[Records supplied Boundary: Start]
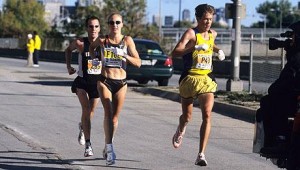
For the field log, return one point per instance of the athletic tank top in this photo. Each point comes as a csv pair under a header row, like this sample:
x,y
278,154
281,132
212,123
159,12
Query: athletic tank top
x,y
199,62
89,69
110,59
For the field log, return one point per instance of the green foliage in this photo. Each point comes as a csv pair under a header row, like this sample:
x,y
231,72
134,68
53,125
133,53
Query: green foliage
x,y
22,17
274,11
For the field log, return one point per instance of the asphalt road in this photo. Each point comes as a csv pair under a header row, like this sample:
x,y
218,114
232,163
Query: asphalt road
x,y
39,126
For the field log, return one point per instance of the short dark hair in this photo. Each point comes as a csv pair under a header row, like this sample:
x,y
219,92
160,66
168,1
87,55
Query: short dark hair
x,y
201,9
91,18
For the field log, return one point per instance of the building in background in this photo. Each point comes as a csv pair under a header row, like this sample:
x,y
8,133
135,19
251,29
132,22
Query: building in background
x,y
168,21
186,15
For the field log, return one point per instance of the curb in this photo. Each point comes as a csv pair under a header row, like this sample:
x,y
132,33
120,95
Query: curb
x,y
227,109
[Records supplied Boundary: End]
[Records supplied Boundary: Start]
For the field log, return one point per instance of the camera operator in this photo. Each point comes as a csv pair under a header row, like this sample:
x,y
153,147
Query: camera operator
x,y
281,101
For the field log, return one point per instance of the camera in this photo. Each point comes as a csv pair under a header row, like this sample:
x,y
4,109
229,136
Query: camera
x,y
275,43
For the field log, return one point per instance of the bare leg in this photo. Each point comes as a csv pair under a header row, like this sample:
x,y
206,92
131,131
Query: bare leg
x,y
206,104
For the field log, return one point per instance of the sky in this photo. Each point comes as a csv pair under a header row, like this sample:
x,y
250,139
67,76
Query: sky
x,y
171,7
[Records supplied Boundary: End]
**Problem details**
From the material above, please return each line containing "field".

**Result of the exercise**
For the field log, return one point per instance of the athletic tank top in this photo. Each point comes as a csv pair under a header row, like this sample:
For the field log, return one point per instance of the green foliage in this photo. Each point comes as a csv pair under a header row, like this sample:
For the field log, return one point per instance of the asphalt road in this photo. Each point comes as a csv pair under a header row, like this sample:
For the field log, return one point per instance of the short dark hair in this photo. Each point comes as a csv pair under a header row, like this sample:
For the field log, return one point per instance of the building in background in this photo. Each point comes as a csv pair under a header row, like this sample:
For the field log, return one point per instance of the curb in this photo. Each point comes as a csv pair under a header row, like this sample:
For the field log, return one point per instance of the camera operator in this photo. Each point comes as a csv pair under a header row, like this sample:
For the field log, return one point per instance of the camera in this photo. Each point comes as a csv pair under a header row, like this sample:
For the field log, return one point per instance of the bare leg in this photo. Each point comes as a csv pair under a header row, like this sample:
For the field log, return one point per instance of the sky in this photo. Each point comes as a csv pair under a header row, like this sample:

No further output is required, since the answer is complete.